Data provided >>
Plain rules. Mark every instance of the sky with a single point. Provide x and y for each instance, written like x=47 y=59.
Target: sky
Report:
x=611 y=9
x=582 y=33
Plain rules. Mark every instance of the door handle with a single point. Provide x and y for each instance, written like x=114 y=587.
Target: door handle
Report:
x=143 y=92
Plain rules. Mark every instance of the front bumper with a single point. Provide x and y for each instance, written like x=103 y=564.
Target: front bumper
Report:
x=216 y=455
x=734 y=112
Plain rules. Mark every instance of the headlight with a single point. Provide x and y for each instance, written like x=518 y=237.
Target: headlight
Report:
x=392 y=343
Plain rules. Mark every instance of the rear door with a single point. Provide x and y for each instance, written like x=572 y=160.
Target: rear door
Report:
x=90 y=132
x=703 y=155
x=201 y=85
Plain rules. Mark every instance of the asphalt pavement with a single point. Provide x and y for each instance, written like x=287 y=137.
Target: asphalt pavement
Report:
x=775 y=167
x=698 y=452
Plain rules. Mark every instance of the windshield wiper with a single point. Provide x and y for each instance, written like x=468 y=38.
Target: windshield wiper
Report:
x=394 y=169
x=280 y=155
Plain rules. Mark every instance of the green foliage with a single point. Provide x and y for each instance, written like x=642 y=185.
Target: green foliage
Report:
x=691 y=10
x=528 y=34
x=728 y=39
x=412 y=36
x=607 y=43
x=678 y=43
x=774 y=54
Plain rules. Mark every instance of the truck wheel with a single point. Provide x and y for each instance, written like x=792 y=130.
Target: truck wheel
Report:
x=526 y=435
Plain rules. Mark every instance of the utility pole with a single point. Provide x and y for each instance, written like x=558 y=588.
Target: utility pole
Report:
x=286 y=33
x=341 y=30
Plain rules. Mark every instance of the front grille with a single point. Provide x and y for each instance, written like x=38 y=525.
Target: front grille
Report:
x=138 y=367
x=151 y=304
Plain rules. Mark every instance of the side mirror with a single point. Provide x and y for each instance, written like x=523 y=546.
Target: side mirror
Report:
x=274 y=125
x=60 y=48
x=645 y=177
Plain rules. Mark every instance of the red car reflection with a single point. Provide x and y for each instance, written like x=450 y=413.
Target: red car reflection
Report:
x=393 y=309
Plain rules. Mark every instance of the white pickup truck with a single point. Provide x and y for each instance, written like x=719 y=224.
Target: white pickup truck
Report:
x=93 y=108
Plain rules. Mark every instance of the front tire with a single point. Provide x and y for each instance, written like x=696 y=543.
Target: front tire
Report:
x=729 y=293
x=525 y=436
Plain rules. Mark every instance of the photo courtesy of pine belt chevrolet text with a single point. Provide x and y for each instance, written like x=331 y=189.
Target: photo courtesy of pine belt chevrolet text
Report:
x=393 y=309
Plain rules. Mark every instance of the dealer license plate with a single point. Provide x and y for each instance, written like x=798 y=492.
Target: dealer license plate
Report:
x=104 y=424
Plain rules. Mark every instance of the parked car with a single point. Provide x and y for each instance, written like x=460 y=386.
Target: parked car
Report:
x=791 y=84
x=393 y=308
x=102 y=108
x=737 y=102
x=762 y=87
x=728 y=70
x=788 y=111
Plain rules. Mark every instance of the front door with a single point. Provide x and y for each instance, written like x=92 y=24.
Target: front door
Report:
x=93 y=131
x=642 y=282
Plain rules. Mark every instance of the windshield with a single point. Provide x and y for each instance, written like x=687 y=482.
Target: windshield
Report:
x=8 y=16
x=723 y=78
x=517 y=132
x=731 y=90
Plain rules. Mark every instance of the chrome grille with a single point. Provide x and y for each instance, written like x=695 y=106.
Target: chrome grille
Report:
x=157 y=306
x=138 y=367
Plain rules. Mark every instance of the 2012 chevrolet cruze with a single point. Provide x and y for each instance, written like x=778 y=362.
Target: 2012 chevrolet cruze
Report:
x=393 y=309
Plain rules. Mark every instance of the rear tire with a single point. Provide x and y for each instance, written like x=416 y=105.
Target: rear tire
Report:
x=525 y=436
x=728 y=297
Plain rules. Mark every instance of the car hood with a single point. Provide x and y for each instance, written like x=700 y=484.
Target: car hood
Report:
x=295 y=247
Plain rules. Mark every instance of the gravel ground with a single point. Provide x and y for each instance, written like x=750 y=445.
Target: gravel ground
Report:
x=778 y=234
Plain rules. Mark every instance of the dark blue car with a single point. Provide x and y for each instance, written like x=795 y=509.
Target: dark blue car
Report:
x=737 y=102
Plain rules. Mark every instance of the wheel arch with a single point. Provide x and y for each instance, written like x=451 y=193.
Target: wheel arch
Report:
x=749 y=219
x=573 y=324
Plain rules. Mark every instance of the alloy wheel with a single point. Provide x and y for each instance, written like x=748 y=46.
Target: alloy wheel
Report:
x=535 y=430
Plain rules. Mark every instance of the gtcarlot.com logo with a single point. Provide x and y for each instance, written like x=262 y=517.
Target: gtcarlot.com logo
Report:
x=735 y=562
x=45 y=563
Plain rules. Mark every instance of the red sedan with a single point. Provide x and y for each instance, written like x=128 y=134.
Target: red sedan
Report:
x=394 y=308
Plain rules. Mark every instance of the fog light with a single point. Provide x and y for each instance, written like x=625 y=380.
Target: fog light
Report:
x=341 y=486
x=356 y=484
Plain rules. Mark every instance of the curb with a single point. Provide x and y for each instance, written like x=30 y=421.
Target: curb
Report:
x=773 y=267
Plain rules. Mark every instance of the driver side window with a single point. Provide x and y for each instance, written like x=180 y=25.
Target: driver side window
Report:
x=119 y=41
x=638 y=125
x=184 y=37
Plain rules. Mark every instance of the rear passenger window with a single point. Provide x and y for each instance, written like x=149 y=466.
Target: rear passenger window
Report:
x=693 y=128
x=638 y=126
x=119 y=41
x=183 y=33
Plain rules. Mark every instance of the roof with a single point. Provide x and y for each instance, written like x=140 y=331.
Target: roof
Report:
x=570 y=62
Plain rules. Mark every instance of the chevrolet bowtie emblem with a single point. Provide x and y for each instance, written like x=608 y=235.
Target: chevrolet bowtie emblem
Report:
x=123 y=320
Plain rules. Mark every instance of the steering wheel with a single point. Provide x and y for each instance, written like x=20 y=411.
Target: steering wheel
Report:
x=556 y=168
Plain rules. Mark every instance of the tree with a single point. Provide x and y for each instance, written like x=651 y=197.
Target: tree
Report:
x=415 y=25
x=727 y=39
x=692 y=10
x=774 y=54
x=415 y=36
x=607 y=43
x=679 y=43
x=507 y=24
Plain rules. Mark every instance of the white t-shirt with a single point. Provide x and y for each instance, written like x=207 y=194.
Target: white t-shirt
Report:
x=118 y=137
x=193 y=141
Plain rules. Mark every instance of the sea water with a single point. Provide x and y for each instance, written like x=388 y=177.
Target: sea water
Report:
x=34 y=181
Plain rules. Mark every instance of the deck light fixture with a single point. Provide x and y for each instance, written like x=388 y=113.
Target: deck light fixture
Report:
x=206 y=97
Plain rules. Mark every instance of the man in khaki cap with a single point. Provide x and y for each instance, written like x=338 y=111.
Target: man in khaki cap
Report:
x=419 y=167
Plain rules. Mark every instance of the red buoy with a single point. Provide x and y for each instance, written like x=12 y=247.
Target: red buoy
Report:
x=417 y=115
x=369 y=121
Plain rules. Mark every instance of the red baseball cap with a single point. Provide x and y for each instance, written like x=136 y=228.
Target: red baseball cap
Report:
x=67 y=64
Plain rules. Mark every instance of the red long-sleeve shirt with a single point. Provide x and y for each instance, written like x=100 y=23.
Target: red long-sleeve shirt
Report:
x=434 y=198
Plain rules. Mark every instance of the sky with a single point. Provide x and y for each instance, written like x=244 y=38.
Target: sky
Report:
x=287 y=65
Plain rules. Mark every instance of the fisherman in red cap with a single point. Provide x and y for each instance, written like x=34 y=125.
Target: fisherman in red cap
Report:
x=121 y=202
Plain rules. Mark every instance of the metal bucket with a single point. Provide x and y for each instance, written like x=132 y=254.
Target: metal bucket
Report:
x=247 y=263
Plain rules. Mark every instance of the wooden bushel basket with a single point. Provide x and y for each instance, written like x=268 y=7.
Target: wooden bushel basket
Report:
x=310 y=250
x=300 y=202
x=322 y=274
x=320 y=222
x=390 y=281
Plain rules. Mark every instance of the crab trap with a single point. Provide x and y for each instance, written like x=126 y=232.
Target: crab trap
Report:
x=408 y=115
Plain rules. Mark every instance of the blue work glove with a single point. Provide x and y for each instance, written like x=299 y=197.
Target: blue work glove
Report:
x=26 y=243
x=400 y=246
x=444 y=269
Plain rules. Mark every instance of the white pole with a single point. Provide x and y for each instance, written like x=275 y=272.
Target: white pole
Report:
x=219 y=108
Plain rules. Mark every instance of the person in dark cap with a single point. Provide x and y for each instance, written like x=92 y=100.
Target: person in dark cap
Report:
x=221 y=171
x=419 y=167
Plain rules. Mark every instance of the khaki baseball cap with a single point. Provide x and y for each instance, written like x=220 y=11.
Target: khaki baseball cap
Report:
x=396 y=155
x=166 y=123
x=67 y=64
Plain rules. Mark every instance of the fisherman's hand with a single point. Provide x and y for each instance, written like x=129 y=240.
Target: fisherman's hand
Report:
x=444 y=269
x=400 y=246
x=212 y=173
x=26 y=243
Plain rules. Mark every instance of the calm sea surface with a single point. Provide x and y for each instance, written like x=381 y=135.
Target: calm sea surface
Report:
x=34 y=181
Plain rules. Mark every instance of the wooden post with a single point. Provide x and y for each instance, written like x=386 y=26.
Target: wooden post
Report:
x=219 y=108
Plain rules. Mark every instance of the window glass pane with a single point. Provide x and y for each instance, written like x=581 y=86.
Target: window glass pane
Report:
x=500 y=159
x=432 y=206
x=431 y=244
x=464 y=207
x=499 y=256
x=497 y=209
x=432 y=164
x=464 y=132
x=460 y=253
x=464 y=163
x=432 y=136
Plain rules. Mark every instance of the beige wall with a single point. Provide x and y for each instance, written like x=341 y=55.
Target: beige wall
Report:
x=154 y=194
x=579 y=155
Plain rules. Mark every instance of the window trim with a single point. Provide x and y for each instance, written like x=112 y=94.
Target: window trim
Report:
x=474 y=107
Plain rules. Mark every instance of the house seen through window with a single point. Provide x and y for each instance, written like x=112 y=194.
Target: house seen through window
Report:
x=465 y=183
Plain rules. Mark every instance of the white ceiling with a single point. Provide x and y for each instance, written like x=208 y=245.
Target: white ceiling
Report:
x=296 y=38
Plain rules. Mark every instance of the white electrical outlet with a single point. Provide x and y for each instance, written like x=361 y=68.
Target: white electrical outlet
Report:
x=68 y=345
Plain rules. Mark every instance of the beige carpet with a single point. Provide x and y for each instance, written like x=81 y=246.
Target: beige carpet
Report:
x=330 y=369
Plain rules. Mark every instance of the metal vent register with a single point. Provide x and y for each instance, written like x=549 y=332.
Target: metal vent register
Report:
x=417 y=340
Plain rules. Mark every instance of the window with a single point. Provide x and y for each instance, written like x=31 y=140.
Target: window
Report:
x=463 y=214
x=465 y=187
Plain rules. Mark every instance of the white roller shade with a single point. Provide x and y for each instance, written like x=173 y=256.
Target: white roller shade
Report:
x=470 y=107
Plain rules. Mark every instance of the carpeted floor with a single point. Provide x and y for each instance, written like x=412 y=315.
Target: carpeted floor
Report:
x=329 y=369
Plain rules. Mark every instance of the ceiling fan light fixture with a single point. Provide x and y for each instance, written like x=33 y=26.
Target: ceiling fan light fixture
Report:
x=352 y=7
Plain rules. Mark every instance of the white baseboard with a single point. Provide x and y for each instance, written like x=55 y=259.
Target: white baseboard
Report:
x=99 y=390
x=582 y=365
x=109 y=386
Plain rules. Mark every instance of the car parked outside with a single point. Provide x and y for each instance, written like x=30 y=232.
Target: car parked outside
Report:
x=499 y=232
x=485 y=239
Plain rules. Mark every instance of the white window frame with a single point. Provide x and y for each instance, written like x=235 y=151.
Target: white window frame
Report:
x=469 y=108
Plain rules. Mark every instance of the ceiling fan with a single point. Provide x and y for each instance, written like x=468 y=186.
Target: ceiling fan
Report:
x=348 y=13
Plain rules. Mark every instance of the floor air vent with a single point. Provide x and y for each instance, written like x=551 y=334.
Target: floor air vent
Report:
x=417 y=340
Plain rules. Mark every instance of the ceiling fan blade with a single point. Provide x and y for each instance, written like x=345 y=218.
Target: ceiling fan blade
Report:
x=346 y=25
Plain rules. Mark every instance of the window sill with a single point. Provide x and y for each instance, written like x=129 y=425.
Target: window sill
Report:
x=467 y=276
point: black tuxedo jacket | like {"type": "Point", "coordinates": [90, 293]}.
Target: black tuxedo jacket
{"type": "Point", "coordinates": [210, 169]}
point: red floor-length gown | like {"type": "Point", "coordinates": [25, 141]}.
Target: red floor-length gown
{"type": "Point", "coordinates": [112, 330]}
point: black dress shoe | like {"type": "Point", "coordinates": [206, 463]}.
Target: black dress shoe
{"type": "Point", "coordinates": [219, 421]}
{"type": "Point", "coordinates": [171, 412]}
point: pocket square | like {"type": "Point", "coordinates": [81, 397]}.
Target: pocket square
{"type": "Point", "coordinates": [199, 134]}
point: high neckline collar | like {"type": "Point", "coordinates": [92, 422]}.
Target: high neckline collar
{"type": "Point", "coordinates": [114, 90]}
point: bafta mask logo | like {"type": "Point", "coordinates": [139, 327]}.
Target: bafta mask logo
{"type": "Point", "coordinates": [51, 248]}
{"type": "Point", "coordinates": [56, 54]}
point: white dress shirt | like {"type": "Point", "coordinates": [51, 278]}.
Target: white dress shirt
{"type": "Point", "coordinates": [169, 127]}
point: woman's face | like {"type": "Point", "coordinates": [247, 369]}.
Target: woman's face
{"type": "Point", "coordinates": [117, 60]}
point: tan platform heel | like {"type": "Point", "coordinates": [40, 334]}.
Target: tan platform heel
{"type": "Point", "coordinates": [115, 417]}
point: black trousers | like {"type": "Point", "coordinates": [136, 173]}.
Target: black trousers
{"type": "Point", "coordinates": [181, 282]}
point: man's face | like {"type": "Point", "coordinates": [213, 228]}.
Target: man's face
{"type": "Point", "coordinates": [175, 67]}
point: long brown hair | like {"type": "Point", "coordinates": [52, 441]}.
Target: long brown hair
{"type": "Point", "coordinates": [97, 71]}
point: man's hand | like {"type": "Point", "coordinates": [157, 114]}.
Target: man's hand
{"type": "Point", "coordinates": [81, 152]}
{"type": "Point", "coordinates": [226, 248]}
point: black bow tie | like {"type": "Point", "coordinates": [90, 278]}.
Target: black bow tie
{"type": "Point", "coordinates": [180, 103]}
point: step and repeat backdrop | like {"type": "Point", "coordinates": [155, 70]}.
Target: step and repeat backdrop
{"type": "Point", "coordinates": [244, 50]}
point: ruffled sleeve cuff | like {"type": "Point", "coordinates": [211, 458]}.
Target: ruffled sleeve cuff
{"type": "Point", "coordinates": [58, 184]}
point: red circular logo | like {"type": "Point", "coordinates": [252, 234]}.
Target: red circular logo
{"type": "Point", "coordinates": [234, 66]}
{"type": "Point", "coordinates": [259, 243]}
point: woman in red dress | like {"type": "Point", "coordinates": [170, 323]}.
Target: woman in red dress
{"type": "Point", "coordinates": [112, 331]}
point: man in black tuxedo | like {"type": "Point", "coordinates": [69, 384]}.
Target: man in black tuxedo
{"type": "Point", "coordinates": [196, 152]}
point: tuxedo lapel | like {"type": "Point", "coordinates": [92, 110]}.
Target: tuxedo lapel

Work item >> Looking at the data above, show all lines where the word "pane" occurs.

Solved problem >>
Plain rules. Mark every instance of the window glass pane with a single point. Provide x and y for each instance, written like x=581 y=86.
Target: window glass pane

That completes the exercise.